WHAT THE TASK ASKS ▸ Below are records. Find each line in them that holds the word "such" and copy it.

LISTED RECORDS ▸
>>>

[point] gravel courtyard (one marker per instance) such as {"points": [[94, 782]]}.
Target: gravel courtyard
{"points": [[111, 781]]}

<<<
>>>

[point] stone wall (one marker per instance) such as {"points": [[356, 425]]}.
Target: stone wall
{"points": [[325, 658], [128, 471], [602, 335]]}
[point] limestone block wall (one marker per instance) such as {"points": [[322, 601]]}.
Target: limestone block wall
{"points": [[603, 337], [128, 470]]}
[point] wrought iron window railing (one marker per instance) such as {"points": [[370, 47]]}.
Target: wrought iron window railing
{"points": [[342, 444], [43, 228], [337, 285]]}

<<<

EXERCISE ANSWER ▸
[point] gravel courtyard (one marker per instance) such as {"points": [[94, 782]]}.
[point] stone wall (one marker per instance) such as {"points": [[356, 425]]}.
[point] limestone block wall (one marker per instance) such as {"points": [[322, 601]]}.
[point] wrought iron window railing (one marker per instance) such as {"points": [[370, 47]]}.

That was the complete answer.